Provided text:
>> begin
Empanadas Around the World: How Argentina Stacks Up

Assortment of golden-baked empanadas and international pastry variations including samosas and fatayer arranged on a wooden board over a world map, illustrating global empanada styles and traditions
In short

Empanadas exist on every continent, but Argentinian empanadas are specific. Baked wheat dough, chopped fillings that keep their identity, regional recipes that change by province. The rest of the world fries, sweetens, or supersizes. Argentina built balance.

9
Regions Compared
5
Argentum Flavours
22 min
Bake at 190C
6 mo
Frozen at -18C

Empanadas exist everywhere. Different names, different shapes, different fillings. Same ancient human idea: take something delicious, wrap it in dough, and improve your day.

But while empanadas are global, Argentinian empanadas are specific. Purposeful. Opinionated. Once you compare them properly to their international cousins, the difference becomes very clear.

This guide explores empanadas around the world, how they evolved, and why the Argentinian style has earned its reputation without needing to shout about it. For more on the Sydney-specific picture, see our best empanadas Sydney guide and the broader Argentinian food in Sydney overview.

What is an empanada, really?
>> end
Stated goal A: Reproduce the empanada guide above in full, without any alteration.

Data shown:
>> begin
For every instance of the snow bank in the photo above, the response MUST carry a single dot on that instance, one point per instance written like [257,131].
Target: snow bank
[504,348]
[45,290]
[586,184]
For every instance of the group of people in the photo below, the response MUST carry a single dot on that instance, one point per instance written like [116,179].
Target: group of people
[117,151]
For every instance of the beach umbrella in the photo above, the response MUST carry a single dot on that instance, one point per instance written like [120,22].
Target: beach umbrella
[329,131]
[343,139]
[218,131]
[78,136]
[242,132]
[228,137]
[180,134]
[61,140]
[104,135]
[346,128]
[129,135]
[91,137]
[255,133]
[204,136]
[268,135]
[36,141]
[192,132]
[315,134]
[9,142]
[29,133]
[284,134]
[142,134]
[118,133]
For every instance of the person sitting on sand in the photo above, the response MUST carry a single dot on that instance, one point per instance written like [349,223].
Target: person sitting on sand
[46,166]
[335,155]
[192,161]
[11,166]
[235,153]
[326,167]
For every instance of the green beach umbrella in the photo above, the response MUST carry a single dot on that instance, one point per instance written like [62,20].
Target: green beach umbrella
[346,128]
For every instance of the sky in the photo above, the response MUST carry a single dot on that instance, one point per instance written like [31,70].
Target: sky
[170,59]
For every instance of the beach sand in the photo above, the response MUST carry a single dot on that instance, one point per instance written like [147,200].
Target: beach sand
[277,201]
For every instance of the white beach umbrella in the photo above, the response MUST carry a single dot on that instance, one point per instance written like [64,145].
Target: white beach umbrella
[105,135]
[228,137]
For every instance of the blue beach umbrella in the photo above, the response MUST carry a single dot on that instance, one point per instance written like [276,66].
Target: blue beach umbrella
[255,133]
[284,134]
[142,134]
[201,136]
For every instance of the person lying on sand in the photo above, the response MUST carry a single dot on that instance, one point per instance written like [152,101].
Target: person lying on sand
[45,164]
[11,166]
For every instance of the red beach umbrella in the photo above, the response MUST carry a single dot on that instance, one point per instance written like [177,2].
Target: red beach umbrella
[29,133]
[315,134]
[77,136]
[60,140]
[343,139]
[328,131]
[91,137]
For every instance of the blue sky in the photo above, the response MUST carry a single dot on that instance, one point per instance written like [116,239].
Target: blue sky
>> end
Stated goal B: Format the records from the line containing "For every instance of the white" up to and including the final line of the records as a JSON list of strings, with one string per line and blank lines omitted.

Expected output A:
Empanadas Around the World: How Argentina Stacks Up

Assortment of golden-baked empanadas and international pastry variations including samosas and fatayer arranged on a wooden board over a world map, illustrating global empanada styles and traditions
In short

Empanadas exist on every continent, but Argentinian empanadas are specific. Baked wheat dough, chopped fillings that keep their identity, regional recipes that change by province. The rest of the world fries, sweetens, or supersizes. Argentina built balance.

9
Regions Compared
5
Argentum Flavours
22 min
Bake at 190C
6 mo
Frozen at -18C

Empanadas exist everywhere. Different names, different shapes, different fillings. Same ancient human idea: take something delicious, wrap it in dough, and improve your day.

But while empanadas are global, Argentinian empanadas are specific. Purposeful. Opinionated. Once you compare them properly to their international cousins, the difference becomes very clear.

This guide explores empanadas around the world, how they evolved, and why the Argentinian style has earned its reputation without needing to shout about it. For more on the Sydney-specific picture, see our best empanadas Sydney guide and the broader Argentinian food in Sydney overview.

What is an empanada, really?

Expected output B:
[
  "For every instance of the white beach umbrella in the photo above, the response MUST carry a single dot on that instance, one point per instance written like [64,145].",
  "Target: white beach umbrella",
  "[105,135]",
  "[228,137]",
  "For every instance of the blue beach umbrella in the photo above, the response MUST carry a single dot on that instance, one point per instance written like [276,66].",
  "Target: blue beach umbrella",
  "[255,133]",
  "[284,134]",
  "[142,134]",
  "[201,136]",
  "For every instance of the person lying on sand in the photo above, the response MUST carry a single dot on that instance, one point per instance written like [152,101].",
  "Target: person lying on sand",
  "[45,164]",
  "[11,166]",
  "For every instance of the red beach umbrella in the photo above, the response MUST carry a single dot on that instance, one point per instance written like [177,2].",
  "Target: red beach umbrella",
  "[29,133]",
  "[315,134]",
  "[77,136]",
  "[60,140]",
  "[343,139]",
  "[328,131]",
  "[91,137]",
  "For every instance of the blue sky in the photo above, the response MUST carry a single dot on that instance, one point per instance written like [116,239].",
  "Target: blue sky"
]